We welcome contributions to Sycamore.
To avoid duplicate or unnecessary work, please follow this process to make contributions:
- Find or create an issue in GitHub. Leave a note on an existing issue to let the community know you are working on it, or create a new issue for a feature you would like to add. If there are significant design decisions to cover, please start a conversation in the issue to get feedback early.
- Create a fork of Sycamore and start development in a feature branch. You can find information about how to set up Sycamore for development below. More information about development patterns in Github can be found here.
- Make sure linting rules and all existing unit tests pass. Consider whether your changes need new tests, and make sure those pass as well.
- Larger features may need new documentation. When in doubt, start a discussion on the associated issue.
- Create a pull request against the
main
branch of this repository. Pull requests are lightweight, and we encourage you to create a draft PR early to get feedback.
Sycamore is a new project with big ambitions, so there are a lot of ways to contribute:
- Bug reports. We love bug reports! If you find something broken, please open an issue using the Bug report template and provide as much detail as possible about what happened and how we can reproduce it.
- Documentation improvements. We want it to be as easy as possible to get started with sycamore. If you spot something wrong or something that could be clearer in the docs, please open an issue, or better yet contribute a fix yourself!
- New sources and file formats. Sycamore can be used to process all types of unstructured data. If there is a format or source that we're missing, consider adding it and contributing back.
- New models and LLMs. Similarly, we want to support a wide variety of machine learning models and LLMs for different purposes, such as segmentation, embedding, and entity extraction.
- New transformations. Transformations are the core of Sycamore. If you have an idea for a useful transformation, create an issue and get started!
These are just a few ideas. For more, check out our list of issues.
Sycamore targets Python 3.9+ and runs primarily on Mac and Linux. The following will help you set up your environment.
We use poetry to manage Python dependencies in Sycamore. You can install poetry using the instructions here. Once you have poetry installed, you can install all dependencies by running
poetry install --all-extras
In addition, some pdf processing methods require Poppler. You can install this with the OS-native package manager of your choice. For example, the command for Homebrew on Mac OS is
brew install poppler
We use ruff
to lint sycamore and black
to automatically format our code. You can run these tools from the root of the repository using
poetry run ruff check .

──────────────────────────────

APPLY WHAT YOU READ:
- a) In the Sycamore contributing guide, which tool is used to manage Python dependencies?
- b) Does each statement agree with the Sycamore contributing guide? Answer yes or no for each, quoting the words of the guide that decide it.
(i) Sycamore targets Python 3.9 and later.
(ii) Pull requests should be made against a develop branch.
(iii) Black is the tool used to lint Sycamore.
- c) Summarize the Sycamore contributing guide in three sentences.

Point localization data:

──────────────────────────────

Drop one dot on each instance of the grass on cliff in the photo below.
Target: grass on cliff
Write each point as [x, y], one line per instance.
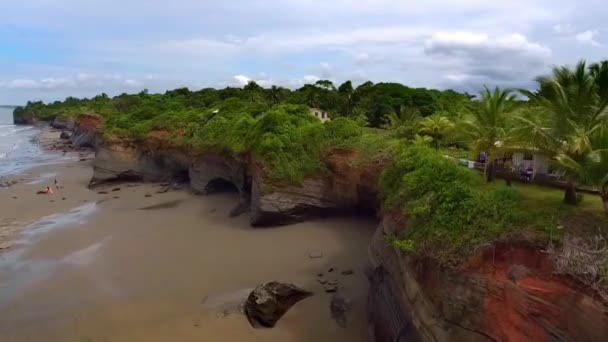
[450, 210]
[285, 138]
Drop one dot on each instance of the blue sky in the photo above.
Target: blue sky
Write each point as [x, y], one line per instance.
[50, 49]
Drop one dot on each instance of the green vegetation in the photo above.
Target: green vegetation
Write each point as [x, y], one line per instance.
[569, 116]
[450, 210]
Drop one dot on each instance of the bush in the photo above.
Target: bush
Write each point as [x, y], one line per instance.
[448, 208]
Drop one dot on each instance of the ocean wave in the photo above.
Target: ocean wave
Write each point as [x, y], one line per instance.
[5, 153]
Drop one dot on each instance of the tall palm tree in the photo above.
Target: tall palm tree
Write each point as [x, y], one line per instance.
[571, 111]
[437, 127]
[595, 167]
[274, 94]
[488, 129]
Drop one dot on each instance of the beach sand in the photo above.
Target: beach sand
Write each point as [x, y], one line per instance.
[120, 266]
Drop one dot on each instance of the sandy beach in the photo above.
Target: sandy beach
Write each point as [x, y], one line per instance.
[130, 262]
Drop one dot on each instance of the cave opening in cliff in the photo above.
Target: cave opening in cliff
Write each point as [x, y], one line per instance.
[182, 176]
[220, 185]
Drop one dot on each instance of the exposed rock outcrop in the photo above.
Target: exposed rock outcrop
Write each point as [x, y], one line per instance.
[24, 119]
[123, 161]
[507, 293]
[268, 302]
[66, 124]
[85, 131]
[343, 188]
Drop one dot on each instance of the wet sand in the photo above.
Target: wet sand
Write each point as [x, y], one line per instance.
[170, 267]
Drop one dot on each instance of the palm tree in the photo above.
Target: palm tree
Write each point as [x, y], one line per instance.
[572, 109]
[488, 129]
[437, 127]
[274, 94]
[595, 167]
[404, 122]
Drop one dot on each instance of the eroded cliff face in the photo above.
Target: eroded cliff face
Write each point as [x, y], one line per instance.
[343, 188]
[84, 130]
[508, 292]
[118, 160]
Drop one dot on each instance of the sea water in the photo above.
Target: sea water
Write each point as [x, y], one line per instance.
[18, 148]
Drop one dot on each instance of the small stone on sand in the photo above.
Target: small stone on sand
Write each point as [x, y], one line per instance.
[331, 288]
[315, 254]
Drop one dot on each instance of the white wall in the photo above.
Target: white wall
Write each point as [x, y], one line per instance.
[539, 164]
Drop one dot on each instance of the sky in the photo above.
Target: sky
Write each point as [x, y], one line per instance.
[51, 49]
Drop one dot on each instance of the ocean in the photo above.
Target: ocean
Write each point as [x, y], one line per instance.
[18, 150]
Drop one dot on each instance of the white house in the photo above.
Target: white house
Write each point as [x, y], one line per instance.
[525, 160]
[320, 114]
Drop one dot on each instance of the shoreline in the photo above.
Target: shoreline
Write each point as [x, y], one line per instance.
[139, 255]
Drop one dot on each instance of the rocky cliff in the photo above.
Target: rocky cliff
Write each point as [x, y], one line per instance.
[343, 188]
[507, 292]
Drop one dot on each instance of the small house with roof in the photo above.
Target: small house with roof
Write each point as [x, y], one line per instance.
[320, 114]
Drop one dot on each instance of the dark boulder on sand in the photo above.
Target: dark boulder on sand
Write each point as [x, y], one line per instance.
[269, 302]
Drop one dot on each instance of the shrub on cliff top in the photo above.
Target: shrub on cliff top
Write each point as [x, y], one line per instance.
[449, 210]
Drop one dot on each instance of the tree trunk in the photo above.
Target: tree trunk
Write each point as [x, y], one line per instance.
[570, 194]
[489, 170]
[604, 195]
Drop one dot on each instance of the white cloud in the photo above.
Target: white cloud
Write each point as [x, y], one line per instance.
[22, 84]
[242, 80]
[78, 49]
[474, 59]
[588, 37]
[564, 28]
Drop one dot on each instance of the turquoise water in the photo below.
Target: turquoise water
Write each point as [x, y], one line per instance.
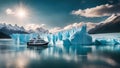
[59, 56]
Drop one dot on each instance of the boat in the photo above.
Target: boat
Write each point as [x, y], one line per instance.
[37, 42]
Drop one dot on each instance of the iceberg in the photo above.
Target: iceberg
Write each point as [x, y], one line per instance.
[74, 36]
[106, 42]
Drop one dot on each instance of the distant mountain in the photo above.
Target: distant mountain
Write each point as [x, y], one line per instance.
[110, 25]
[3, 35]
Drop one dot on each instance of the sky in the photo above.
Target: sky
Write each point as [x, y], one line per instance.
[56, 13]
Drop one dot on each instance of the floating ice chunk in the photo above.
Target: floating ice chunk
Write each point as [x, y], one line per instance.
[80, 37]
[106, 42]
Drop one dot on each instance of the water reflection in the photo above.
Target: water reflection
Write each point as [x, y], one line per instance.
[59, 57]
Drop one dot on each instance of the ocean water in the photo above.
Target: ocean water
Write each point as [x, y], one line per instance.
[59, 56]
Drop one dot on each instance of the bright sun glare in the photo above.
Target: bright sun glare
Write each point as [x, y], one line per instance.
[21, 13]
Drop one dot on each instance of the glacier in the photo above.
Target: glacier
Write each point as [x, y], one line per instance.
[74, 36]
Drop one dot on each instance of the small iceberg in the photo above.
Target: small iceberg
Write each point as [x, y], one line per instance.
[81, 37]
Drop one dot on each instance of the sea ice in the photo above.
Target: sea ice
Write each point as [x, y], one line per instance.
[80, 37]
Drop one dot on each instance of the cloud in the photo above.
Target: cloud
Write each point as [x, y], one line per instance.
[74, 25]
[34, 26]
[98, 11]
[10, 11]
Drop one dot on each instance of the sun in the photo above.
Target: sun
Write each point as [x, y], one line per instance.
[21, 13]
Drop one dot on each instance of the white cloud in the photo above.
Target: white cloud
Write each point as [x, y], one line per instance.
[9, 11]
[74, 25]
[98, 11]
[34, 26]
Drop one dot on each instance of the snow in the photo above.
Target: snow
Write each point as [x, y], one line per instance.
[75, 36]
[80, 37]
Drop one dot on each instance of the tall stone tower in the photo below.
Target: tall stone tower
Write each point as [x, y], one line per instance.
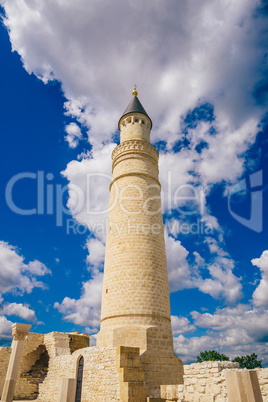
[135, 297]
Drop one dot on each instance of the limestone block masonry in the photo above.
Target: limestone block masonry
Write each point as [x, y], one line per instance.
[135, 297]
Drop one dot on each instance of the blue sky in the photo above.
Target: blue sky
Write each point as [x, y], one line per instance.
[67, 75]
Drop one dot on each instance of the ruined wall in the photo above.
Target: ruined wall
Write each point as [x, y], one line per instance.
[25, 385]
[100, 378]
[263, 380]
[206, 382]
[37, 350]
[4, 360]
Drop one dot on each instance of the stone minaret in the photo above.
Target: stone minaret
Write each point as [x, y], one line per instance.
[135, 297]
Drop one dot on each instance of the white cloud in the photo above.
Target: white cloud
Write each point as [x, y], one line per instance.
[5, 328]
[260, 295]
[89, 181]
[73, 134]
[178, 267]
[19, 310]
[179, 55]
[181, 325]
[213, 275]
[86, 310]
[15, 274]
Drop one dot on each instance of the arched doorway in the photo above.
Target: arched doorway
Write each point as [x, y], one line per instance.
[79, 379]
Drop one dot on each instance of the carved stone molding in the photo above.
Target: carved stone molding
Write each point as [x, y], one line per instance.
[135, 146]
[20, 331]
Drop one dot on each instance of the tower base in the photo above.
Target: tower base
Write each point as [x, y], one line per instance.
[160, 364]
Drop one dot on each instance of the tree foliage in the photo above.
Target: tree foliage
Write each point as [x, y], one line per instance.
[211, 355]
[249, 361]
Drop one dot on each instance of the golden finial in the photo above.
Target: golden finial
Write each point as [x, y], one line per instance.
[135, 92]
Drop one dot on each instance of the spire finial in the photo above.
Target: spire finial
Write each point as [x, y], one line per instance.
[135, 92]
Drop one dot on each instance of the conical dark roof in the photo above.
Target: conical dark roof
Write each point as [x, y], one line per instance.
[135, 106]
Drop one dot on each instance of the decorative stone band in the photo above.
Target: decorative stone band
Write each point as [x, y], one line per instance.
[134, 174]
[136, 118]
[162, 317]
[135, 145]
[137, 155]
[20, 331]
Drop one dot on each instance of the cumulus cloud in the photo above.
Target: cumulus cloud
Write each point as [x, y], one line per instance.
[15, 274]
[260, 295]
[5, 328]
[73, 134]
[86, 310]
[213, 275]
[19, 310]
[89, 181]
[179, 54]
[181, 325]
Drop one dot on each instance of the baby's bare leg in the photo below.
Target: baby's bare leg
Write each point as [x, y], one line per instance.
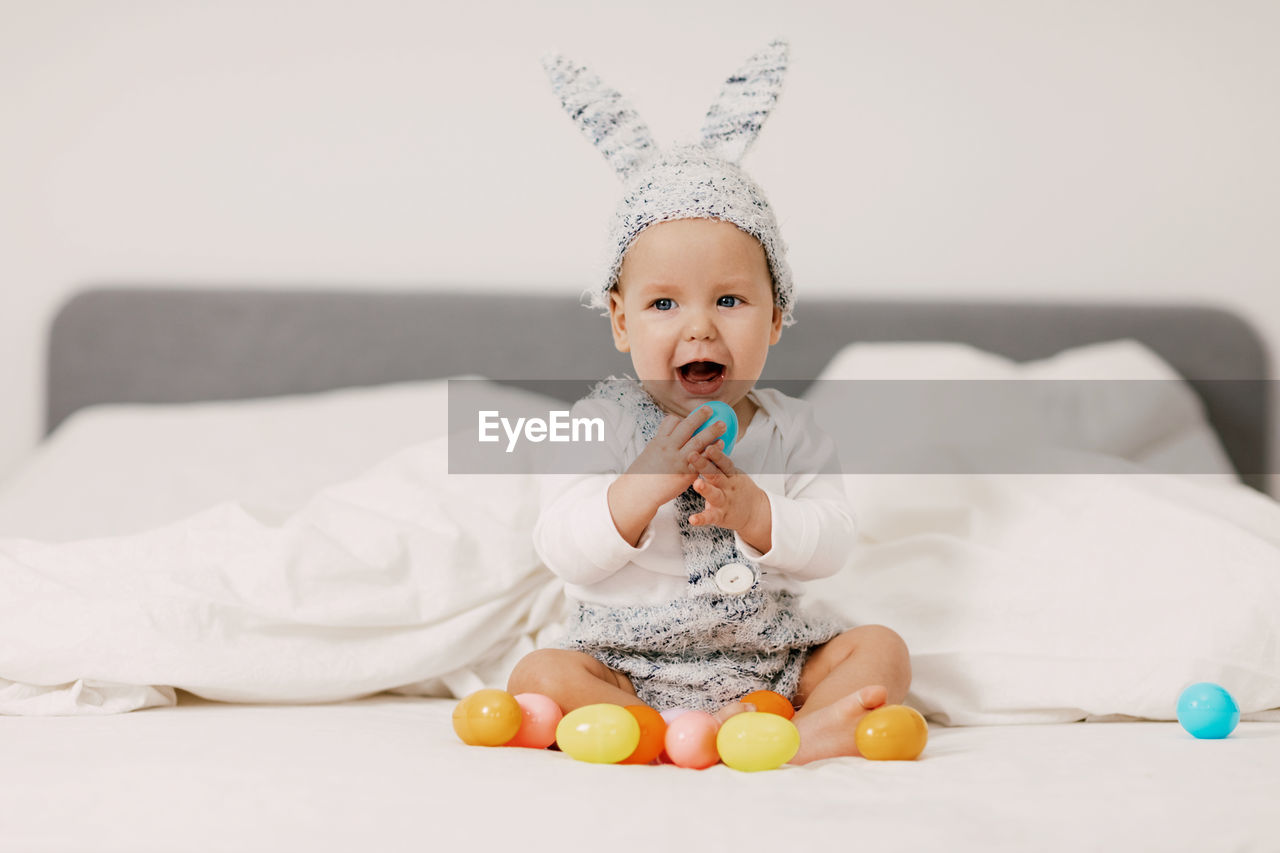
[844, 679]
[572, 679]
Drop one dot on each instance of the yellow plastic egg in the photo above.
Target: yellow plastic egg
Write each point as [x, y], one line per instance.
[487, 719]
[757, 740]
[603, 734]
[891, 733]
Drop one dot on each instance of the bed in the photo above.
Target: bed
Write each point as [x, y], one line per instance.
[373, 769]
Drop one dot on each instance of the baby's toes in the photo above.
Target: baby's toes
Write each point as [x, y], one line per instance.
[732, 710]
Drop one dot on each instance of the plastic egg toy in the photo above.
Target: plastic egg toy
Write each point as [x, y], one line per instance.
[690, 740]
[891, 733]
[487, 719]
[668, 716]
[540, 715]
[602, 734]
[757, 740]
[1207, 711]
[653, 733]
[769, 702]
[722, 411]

──────────────────────────────

ANSWER LIST:
- a) Poetry.

- b)
(i) Yes: "Sycamore targets Python 3.9+"
(ii) No: "Create a pull request against the main branch of this repository."
(iii) No: "We use ruff to lint sycamore and black to automatically format our code."

- c) Contributors should find or create a GitHub issue, develop in a feature branch of a fork, make sure linting and unit tests pass, and open a pull request against the main branch. Ways to contribute include bug reports, documentation improvements, new sources and file formats, new models and LLMs, and new transformations. Sycamore targets Python 3.9+ and runs mainly on Mac and Linux, uses poetry for dependencies, ruff for linting and black for formatting, and some PDF processing methods require Poppler.